(Collected data entries)

--------

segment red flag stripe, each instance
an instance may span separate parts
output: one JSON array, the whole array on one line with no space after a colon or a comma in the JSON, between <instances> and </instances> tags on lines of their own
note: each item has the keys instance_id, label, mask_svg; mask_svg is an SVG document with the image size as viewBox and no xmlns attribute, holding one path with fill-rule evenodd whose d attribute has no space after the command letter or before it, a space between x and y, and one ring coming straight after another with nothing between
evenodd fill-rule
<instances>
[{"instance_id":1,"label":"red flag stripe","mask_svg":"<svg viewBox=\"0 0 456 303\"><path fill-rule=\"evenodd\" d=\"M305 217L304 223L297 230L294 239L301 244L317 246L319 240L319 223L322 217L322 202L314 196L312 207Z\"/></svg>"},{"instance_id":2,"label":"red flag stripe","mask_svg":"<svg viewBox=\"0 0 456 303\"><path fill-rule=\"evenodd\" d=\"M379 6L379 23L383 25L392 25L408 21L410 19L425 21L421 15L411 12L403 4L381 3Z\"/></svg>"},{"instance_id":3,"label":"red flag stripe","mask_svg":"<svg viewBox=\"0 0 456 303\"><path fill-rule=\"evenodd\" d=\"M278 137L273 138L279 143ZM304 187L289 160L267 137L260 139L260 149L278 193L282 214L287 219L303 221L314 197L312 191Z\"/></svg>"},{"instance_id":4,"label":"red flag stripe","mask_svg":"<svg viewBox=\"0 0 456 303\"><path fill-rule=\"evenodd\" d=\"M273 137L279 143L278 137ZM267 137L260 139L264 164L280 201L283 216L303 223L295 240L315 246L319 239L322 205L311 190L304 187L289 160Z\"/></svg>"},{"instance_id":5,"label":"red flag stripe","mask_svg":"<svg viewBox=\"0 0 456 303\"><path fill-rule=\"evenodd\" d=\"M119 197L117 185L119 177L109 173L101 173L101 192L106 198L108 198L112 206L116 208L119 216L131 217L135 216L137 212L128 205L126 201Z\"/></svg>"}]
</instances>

--------

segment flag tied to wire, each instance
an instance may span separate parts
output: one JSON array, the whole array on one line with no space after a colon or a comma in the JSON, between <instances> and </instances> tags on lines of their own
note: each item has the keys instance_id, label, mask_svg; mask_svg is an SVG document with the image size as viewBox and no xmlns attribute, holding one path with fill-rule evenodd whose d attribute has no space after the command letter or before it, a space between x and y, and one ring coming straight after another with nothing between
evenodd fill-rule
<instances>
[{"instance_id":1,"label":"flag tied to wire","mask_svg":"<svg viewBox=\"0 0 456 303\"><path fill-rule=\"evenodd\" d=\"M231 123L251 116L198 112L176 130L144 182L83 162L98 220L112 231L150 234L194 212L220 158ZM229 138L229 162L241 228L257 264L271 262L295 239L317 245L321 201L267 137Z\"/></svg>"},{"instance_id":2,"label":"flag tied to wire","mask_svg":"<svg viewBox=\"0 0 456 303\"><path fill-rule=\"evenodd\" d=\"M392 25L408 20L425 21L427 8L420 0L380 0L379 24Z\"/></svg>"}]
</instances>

--------

- Exercise:
Locate each line in the data above that contains the word "wire" with matching case, and copy those lines out in full.

- In response:
segment flag tied to wire, each instance
[{"instance_id":1,"label":"flag tied to wire","mask_svg":"<svg viewBox=\"0 0 456 303\"><path fill-rule=\"evenodd\" d=\"M231 123L251 116L198 112L176 130L144 182L83 162L98 220L112 231L150 234L194 212L220 158ZM229 138L229 162L241 228L257 264L271 262L295 239L317 245L321 201L267 137Z\"/></svg>"},{"instance_id":2,"label":"flag tied to wire","mask_svg":"<svg viewBox=\"0 0 456 303\"><path fill-rule=\"evenodd\" d=\"M392 25L408 20L425 21L427 8L420 0L380 0L379 24Z\"/></svg>"}]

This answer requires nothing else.